* Tasks to perform
1/ In the text on the Vietnam Davis Cup team, who is named as General Secretary of the Vietnam Tennis Federation?
2/ Copy word for word the part of the text on the Vietnam Davis Cup team starting with "The Vietnam Davis" and going on through "Long Le Hoang.".

* Source text
----

- Nations Ranking: 65 6 (20 September 2021)
- First year: 1964
- Years played: 25
- Ties played (W–L): 84 (52 - 32)
- Most total wins: Đỗ Minh Quân (41 - 22)
- Most singles wins: Đỗ Minh Quân (27 - 13)
- Most doubles wins: Lê Quốc Khánh (21 - 19)
- Best doubles team: Đỗ Minh Quân & Lê Quốc Khánh (7 - 9)
- Most ties played: Lê Quốc Khánh (44), Đỗ Minh Quân (44)
- Most years played: Lê Quốc Khánh (12)

= Vietnam Davis Cup team =

National tennis team

The Vietnam Davis Cup team represents Vietnam in Davis Cup tennis competition and are governed by the Vietnam Tennis Federation. The President of VTF is Mr Nguyễn Danh Thái while the General Secretary is Mr Nguyen Quoc Ky. Commercial and International Affairs is handled by Mr Long Le Hoang.

Vietnam currently compete in the Asia/Oceania Zone of Group III. As South Vietnam they reached the final of Eastern Zone A in 1964, and of Eastern Zone B in 1965, 1969 and of Eastern Zone Preliminary Rounds in 1973.

----

* Data excerpt
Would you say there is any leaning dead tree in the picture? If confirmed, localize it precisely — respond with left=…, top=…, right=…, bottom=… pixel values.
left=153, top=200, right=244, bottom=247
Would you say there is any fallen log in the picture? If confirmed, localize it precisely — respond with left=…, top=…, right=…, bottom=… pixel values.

----

* Full solutions
1/ Mr Nguyen Quoc Ky

2/
The Vietnam Davis Cup team represents Vietnam in Davis Cup tennis competition and are governed by the Vietnam Tennis Federation. The President of VTF is Mr Nguyễn Danh Thái while the General Secretary is Mr Nguyen Quoc Ky. Commercial and International Affairs is handled by Mr Long Le Hoang.